Weil die Kombination von Monats- und Streifenkarte nicht anerkannt wird, muss eine Kundin 60 Euro Strafe bezahlen

"Unfreundlicher Zug" vom 27. Mai und der Fall einer rüden Fahrgastkontrolle in München bei einer chinesischen Touristin:

Neulich habe ich ein Verbrechen begangen. Als ich einen Beförderungsvertrag mit unserem nationalen Schienenbeförderungsunternehmen Nr. 1 eingegangen bin. Stillschweigend. Ohne Unterschrift, Siegel und Spucke. Ohne das Vertragswerk vorher gelesen zu haben. Was ich hätte müssen. Das weiß ich jetzt.

Stattdessen bin ich gedankenlos mit meinem Ticket einfach in die Münchner S-Bahn vom Flughafen in die Innenstadt gestiegen. Ahnte nicht, dass ich mit meiner Kombination aus Monatskarte für den Innenraum und sechs Streifen der Streifenkarte gleich mit 2,60 Euro in der Kreide stehen würde. Ich dummes Kind habe es einfach nicht gewusst.

Seit Monaten nicht. Weil mich frühere Kontrolleure mit einem Lächeln und "Vielen Dank" in dem Glauben zurückließen. Aber die wissen das nicht so genau, hat mir jetzt die kompetente Mitarbeiterin von der DB-Fahrpreisnacherhebungsstelle gesagt. Ich hätte von den acht statt sechs Streifen wissen müssen, meine Monatskarte sei hier nichts wert. Ich dummes Kind.

Ich äußere ihr gegenüber trotzdem Irritation. Sie sagt, ich würde jetzt zynisch werden. Ich verstehe nicht, welchen Teil meines Satzes sie meint. Sie bleibt geduldig: "Ich habe Ihnen doch gerade noch einmal erklärt, dass es so nicht geht." Ich bin beeindruckt von ihrer Souveränität. Jeden Tag begriffsstutzigen, kriminellen Kunden mit einem Repertoire von maximal fünf Sätzen die Welt zu erklären - das ist keine leichte Aufgabe. Und dann bleibt sie auch noch ganz bei sich, als ich die unfassbare Frage stelle, warum ein Nachlösen vor Ort in diesem Fall nicht möglich war.

→ **ERFORDERLICHE AUFGABEN**:
[a] Wie viel Euro Strafe muss die Kundin laut der Überschrift des Textes zur Fahrkartenkontrolle in München bezahlen?
[b] Gib aus den Datensätzen alles von der Zeile mit „One pin per instance of the jersey sleeve“ bis hinunter zur Zeile mit „<point>1022,363</point>“ unverändert wieder, beide Zeilen eingeschlossen.
Der Text oben und die folgenden Datensätze stammen aus verschiedenen Quellen.

→ **DATENAUSZÜGE**:
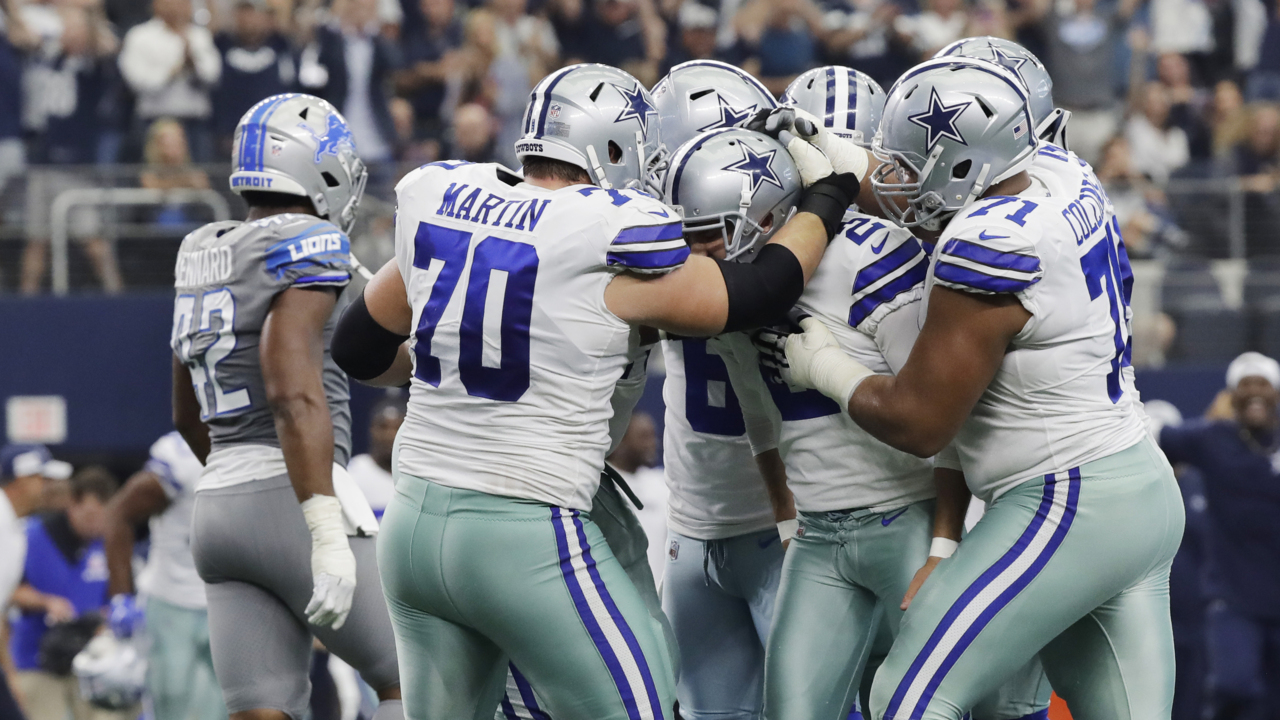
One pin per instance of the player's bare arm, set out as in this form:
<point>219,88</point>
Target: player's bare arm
<point>292,355</point>
<point>141,497</point>
<point>369,342</point>
<point>186,411</point>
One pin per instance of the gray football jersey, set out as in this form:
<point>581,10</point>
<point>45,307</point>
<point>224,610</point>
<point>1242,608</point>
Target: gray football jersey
<point>224,282</point>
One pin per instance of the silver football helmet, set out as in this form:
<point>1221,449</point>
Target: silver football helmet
<point>848,101</point>
<point>112,671</point>
<point>702,95</point>
<point>740,182</point>
<point>598,118</point>
<point>1050,121</point>
<point>297,144</point>
<point>951,130</point>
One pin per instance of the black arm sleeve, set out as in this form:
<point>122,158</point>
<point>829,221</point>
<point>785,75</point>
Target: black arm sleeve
<point>828,199</point>
<point>762,291</point>
<point>362,347</point>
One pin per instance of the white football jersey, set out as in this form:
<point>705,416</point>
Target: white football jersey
<point>515,352</point>
<point>867,290</point>
<point>709,445</point>
<point>170,570</point>
<point>1064,393</point>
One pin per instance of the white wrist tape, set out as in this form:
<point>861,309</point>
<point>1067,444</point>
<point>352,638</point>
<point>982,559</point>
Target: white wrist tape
<point>942,547</point>
<point>787,529</point>
<point>330,554</point>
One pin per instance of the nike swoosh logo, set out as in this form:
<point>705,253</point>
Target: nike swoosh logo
<point>888,519</point>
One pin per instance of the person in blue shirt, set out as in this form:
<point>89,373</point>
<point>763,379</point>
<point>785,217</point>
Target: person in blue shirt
<point>1239,461</point>
<point>64,577</point>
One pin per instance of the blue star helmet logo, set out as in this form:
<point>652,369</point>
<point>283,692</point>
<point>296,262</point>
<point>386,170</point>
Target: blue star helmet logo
<point>636,108</point>
<point>730,117</point>
<point>1009,60</point>
<point>758,167</point>
<point>940,119</point>
<point>336,135</point>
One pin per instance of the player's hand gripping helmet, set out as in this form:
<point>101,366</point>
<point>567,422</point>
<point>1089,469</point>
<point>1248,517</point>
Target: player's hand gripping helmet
<point>1050,121</point>
<point>849,103</point>
<point>598,118</point>
<point>740,182</point>
<point>112,671</point>
<point>702,95</point>
<point>951,130</point>
<point>297,144</point>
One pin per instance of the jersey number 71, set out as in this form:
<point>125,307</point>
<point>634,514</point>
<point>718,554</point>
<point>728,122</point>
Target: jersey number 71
<point>503,272</point>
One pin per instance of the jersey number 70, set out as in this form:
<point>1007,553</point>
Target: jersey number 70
<point>503,272</point>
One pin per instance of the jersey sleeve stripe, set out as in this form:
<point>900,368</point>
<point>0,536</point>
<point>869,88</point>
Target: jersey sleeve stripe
<point>649,261</point>
<point>649,233</point>
<point>886,265</point>
<point>993,258</point>
<point>967,278</point>
<point>886,292</point>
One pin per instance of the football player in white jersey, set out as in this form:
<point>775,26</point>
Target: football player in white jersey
<point>181,680</point>
<point>522,295</point>
<point>734,188</point>
<point>1022,363</point>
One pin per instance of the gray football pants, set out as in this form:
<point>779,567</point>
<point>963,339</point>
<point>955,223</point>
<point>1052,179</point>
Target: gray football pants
<point>252,548</point>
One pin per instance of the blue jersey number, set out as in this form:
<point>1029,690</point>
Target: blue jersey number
<point>446,251</point>
<point>1106,269</point>
<point>720,413</point>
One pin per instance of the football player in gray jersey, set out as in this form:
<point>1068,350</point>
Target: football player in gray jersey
<point>263,405</point>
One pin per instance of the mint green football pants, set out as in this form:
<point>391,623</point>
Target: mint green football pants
<point>842,583</point>
<point>1073,566</point>
<point>475,582</point>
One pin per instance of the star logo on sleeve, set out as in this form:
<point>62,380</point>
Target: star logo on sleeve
<point>758,167</point>
<point>940,119</point>
<point>730,117</point>
<point>636,108</point>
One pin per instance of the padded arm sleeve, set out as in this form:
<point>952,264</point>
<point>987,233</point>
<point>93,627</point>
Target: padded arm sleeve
<point>362,347</point>
<point>760,292</point>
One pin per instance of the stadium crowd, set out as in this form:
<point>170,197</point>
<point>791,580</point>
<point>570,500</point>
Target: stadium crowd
<point>1159,89</point>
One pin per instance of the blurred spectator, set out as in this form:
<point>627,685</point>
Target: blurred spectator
<point>13,40</point>
<point>430,58</point>
<point>529,39</point>
<point>256,64</point>
<point>1257,160</point>
<point>782,37</point>
<point>181,680</point>
<point>472,135</point>
<point>1188,104</point>
<point>1239,460</point>
<point>1080,55</point>
<point>1142,209</point>
<point>169,168</point>
<point>1156,146</point>
<point>64,578</point>
<point>624,33</point>
<point>373,470</point>
<point>351,64</point>
<point>634,460</point>
<point>497,82</point>
<point>173,64</point>
<point>65,87</point>
<point>1228,118</point>
<point>1264,81</point>
<point>940,24</point>
<point>859,35</point>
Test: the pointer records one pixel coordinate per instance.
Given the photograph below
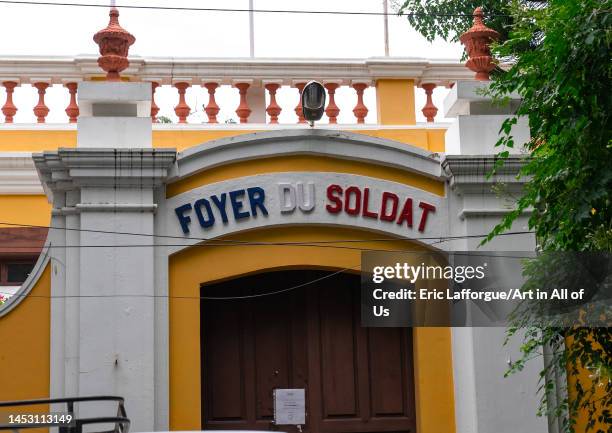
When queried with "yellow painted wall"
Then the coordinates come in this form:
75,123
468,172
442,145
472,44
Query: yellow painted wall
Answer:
25,209
395,102
25,347
193,266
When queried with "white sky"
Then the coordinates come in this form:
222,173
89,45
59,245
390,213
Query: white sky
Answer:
54,30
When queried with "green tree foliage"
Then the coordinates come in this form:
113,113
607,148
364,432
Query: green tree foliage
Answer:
559,63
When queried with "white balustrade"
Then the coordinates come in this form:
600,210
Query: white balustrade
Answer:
261,86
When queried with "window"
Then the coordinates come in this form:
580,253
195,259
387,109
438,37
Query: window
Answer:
15,273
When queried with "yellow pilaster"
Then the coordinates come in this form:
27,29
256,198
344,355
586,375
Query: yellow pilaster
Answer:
395,102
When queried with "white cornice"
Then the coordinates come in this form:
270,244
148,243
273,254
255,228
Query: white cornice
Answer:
18,175
62,69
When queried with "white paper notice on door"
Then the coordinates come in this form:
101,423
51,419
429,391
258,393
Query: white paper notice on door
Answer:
289,406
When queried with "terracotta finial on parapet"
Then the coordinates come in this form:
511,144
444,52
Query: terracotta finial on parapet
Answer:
114,42
477,41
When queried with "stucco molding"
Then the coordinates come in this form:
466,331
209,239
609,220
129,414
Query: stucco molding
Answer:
58,68
470,173
319,142
68,169
18,175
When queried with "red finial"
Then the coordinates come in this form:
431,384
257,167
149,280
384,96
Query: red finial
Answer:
114,42
477,40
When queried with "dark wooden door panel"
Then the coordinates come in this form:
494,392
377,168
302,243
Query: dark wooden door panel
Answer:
338,353
225,387
356,379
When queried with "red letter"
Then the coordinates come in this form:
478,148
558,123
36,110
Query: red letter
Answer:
406,214
334,192
383,206
426,209
366,200
347,202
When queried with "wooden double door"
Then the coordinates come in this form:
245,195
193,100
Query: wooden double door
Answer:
356,379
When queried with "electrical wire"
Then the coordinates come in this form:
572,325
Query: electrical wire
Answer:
207,298
239,242
270,11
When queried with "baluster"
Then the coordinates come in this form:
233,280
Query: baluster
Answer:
182,110
41,110
360,111
429,110
72,110
273,108
212,108
298,108
243,111
9,109
332,109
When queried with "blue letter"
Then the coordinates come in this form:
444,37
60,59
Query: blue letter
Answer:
205,223
220,203
183,219
237,204
256,197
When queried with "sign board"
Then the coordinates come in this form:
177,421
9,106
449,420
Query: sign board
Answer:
290,406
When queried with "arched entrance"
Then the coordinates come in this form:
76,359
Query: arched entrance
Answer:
191,267
356,379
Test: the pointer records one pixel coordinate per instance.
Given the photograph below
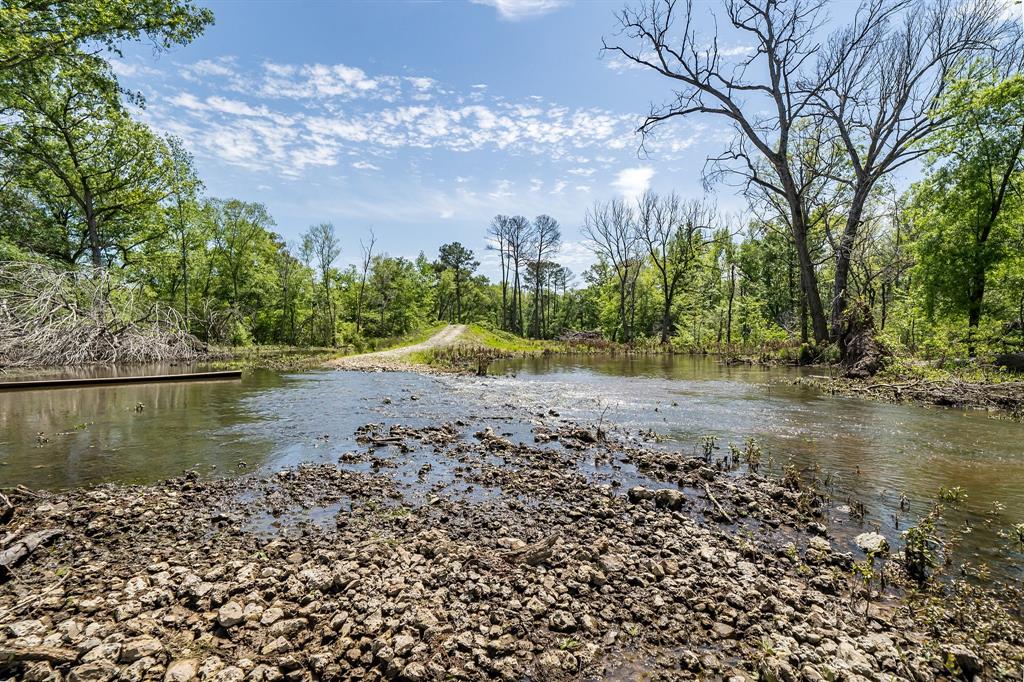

→ **ERGEBNISSE DER REIHE**:
[a] 60 Euro.

[b]
One pin per instance of the jersey sleeve stripe, set out as in this form:
<point>900,368</point>
<point>0,536</point>
<point>869,88</point>
Target: jersey sleeve stripe
<point>649,261</point>
<point>649,233</point>
<point>886,265</point>
<point>993,258</point>
<point>967,278</point>
<point>886,292</point>
One pin per instance of the football player in white jersey, set out as in this form:
<point>775,26</point>
Target: football player in white jersey
<point>181,680</point>
<point>522,295</point>
<point>734,188</point>
<point>1022,363</point>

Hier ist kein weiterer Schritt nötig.